** START OF Available records **

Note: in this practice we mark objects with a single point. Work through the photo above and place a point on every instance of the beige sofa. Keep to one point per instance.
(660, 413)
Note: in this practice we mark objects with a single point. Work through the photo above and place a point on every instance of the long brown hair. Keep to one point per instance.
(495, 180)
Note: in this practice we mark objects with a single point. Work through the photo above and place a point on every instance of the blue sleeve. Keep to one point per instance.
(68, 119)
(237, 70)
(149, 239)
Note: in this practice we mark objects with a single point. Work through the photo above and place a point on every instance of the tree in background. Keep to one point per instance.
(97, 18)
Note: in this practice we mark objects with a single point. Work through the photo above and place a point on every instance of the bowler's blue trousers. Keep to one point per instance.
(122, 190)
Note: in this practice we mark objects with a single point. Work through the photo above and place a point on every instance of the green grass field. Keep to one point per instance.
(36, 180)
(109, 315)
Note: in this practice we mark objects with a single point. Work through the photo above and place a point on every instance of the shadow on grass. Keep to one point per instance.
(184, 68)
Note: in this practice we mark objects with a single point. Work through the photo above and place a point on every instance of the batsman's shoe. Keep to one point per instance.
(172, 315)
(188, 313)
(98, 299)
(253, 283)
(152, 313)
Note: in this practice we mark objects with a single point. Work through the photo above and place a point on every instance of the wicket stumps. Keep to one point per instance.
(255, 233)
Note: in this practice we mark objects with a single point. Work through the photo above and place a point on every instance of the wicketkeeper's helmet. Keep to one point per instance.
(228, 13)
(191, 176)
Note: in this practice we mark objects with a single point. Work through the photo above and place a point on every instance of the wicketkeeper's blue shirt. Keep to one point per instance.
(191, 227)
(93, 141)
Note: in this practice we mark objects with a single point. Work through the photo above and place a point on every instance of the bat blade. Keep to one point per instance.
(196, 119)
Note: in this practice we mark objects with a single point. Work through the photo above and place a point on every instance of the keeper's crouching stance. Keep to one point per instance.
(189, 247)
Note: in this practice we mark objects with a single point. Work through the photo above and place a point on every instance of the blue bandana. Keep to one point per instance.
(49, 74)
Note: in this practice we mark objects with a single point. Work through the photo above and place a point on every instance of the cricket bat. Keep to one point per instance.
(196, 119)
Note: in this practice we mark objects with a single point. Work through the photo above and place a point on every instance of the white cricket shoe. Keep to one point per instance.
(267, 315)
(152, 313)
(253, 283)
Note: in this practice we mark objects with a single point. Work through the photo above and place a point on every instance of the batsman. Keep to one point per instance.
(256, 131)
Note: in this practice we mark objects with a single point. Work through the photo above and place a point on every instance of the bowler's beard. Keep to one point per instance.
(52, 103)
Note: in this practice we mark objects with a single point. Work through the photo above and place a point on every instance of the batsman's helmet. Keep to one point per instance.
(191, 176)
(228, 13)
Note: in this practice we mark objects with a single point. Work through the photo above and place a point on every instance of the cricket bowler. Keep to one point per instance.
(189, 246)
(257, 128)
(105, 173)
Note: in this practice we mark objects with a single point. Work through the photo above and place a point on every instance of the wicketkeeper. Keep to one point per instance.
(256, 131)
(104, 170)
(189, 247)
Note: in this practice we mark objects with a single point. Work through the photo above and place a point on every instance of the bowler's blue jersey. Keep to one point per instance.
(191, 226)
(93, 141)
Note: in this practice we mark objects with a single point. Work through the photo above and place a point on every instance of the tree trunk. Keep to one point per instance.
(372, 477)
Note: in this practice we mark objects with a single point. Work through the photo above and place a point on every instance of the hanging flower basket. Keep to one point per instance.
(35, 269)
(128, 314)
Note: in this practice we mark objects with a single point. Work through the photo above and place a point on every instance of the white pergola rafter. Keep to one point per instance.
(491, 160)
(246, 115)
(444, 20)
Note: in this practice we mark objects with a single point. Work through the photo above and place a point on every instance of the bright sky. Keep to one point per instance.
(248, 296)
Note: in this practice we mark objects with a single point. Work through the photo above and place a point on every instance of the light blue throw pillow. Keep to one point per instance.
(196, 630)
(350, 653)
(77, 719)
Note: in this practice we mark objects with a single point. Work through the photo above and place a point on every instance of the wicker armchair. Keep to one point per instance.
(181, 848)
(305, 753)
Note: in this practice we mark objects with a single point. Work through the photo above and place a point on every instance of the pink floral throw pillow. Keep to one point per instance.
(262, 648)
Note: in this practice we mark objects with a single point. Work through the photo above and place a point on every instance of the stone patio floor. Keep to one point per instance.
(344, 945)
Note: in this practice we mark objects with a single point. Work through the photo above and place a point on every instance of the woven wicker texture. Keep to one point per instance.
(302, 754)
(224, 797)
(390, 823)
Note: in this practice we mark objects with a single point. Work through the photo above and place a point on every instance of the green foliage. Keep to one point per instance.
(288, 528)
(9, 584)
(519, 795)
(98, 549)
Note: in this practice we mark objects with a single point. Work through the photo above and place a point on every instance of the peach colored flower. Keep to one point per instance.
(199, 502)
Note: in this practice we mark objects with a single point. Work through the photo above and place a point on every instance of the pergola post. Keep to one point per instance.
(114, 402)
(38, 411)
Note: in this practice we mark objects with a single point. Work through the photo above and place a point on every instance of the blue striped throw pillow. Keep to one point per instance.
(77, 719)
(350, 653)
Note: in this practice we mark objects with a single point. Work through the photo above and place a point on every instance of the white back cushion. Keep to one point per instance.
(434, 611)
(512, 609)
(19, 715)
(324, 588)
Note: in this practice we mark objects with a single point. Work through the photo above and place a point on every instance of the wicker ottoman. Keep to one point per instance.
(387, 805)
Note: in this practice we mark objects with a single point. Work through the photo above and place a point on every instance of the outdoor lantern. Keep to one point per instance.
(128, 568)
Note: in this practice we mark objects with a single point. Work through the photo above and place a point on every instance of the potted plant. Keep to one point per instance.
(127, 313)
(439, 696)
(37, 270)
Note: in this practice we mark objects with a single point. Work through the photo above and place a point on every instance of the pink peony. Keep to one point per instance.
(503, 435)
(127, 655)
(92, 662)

** END OF Available records **

Make an exact copy of the records.

Complete answer.
Note: in this practice we mark objects with a single point. Work through the photo above and place a point on every instance of the beige sofa. Keep to one point per instance.
(660, 413)
Note: in this practice we mark objects with a single point. Work through the photo above and place a point on every instance of the long brown hair. Keep to one point per instance.
(495, 180)
Note: in this practice we mark objects with a single point. Work through the photo above and place a point on every instance of the blue sleeve. Keep to one point per instance.
(68, 119)
(237, 70)
(149, 239)
Note: in this practice we mark objects with a single point. Work through the photo above and place a point on every instance of the tree in background. Keep to one point per instance.
(97, 18)
Note: in this practice we mark objects with a single point. Work through the photo above and place a point on every instance of the bowler's blue trousers. Keep to one point per instance.
(122, 190)
Note: in this practice we mark objects with a single point. Work through the photo above and place a point on every instance of the green grass field. Keep to one point per instance.
(36, 180)
(109, 315)
Note: in this practice we mark objects with a single point. Work through the photo above and place a point on every instance of the shadow on grass. Keep to one point per instance.
(184, 68)
Note: in this practice we mark objects with a single point. Work through the photo above and place a point on every instance of the batsman's shoe. Keep to one point per instance.
(172, 315)
(188, 313)
(98, 299)
(253, 283)
(152, 313)
Note: in this practice we mark objects with a single point. Work through the photo above and place a point on every instance of the wicket stumps. Keep to one point per instance.
(255, 233)
Note: in this practice we mark objects with a single point. Work through the photo above and place a point on every instance of the wicketkeeper's helmet. Keep to one point per instance.
(228, 13)
(191, 176)
Note: in this practice we mark objects with a single point. Work through the photo above and place a point on every instance of the wicketkeeper's blue shirt. Keep to one point per instance.
(191, 227)
(93, 141)
Note: in this practice we mark objects with a single point. Work through the photo above and place a point on every instance of the bat blade. Keep to one point per instance.
(196, 119)
Note: in this practice we mark objects with a single point. Work through the photo above and place a point on every instance of the keeper's crouching stance. Keep to one point per instance.
(189, 247)
Note: in this practice we mark objects with a single point. Work through the photo above and place a point on every instance of the blue bandana. Keep to one point per instance.
(49, 74)
Note: in this practice we mark objects with a single point. Work through the photo above and place a point on every instance of the cricket bat. Keep to one point per instance.
(196, 119)
Note: in this practice we mark objects with a single point. Work through the photo above and place a point on every instance of the white cricket shoe. Keep to one point per instance.
(267, 315)
(152, 313)
(253, 283)
Note: in this practice we mark objects with a single point. Work through the photo above and place a point on every instance of the batsman. Keep to one point per instance.
(256, 131)
Note: in this practice we mark objects with a single point. Work through the photo above and place a point on every instance of the bowler's beard. Keep to one point per instance.
(52, 103)
Note: in this practice we mark objects with a single point. Work through the photo above and place a point on every instance of the batsman's helmet. Keep to one point per instance.
(191, 176)
(228, 13)
Note: in this practice we mark objects with a single point. Work through the photo above and place a point on every instance of the cricket bowler. Keep to one point per instance.
(189, 246)
(257, 128)
(105, 173)
Note: in this practice we mark objects with a single point. Work through the photo above and place a point on every instance of the wicketkeeper. Keep to one point per instance.
(256, 131)
(104, 170)
(189, 247)
Note: in this practice we mark objects with a single point. Work through the photo above and place a point on every instance of the bowler's blue jersey. Keep to one point per instance.
(191, 226)
(93, 141)
Note: in this practice we mark objects with a single point. Work through the photo above and place a point on every instance of the tree trunk. Keep to one point per instance.
(372, 477)
Note: in this practice we mark objects with a single point. Work through the photo above and place a point on every instance of the hanging flower basket. Keep to one point per instance.
(35, 269)
(128, 314)
Note: in this practice we mark objects with a single point. Work through the photo above and place a point on every instance of the white pergola rafter. Keep to one point per instance.
(491, 160)
(246, 115)
(444, 20)
Note: in this practice we mark objects with a single point. Work through the photo above and place a point on every instance of the bright sky. Keep to one point per instance.
(248, 296)
Note: in this practice we mark objects with a single point. Work through the photo above and place a point on every instance of the light blue throw pillow. Keep to one point per instance.
(196, 630)
(350, 653)
(77, 719)
Note: in this practice we mark objects with a single point. Work through the photo above and place a point on every instance of the wicker armchair. Keep to one point per instance.
(181, 848)
(305, 753)
Note: in this practice we mark objects with a single point. Work through the photo above and place a point on every instance of the pink floral throw pillow. Keep to one point per instance.
(262, 648)
Note: in this practice we mark objects with a single point. Work through the photo above and place a point on every instance of the stone patio floor. Keep to one point per instance.
(344, 945)
Note: in this practice we mark objects with a single point. Work through the photo above and place a point on every instance of the woven wicker texture. Keep to one point per instance.
(302, 754)
(224, 797)
(390, 823)
Note: in this practice we mark objects with a single point. Work through the photo above and place a point on every instance of the green foliage. Keep to one point per instance.
(288, 528)
(9, 584)
(519, 795)
(98, 549)
Note: in this practice we mark objects with a single point. Work through the photo above and place a point on every instance of the peach colored flower. Keep to one point per instance.
(199, 502)
Note: in this practice we mark objects with a single point. Work through the photo above and place a point on every instance of the pergola post. Keep to one point per instance.
(114, 402)
(38, 411)
Note: in this practice we mark objects with a single point. Work through the photo above and place a point on every instance of the blue striped throw pillow. Keep to one point per instance.
(77, 719)
(350, 653)
Note: in this practice we mark objects with a single point. Work through the photo above and place a point on every instance of the white back cushion. Keep to one point per instance.
(434, 611)
(512, 609)
(19, 715)
(324, 588)
Note: in this practice we mark objects with a single point. Work through the photo above and place a point on every instance of the wicker ottoman. Keep to one point per instance.
(387, 805)
Note: in this practice we mark objects with a single point. Work through the photo above and place a point on every instance of the outdoor lantern. Keep to one point per instance.
(128, 568)
Note: in this practice we mark objects with a single point. Work through the photo above and place a point on every instance of the potted plant. Keep to one point per instance.
(127, 313)
(439, 696)
(37, 270)
Note: in this practice we mark objects with a single point. Work through the photo above and place a point on every instance of the pink peony. Keep to one point per instance.
(503, 435)
(127, 655)
(92, 662)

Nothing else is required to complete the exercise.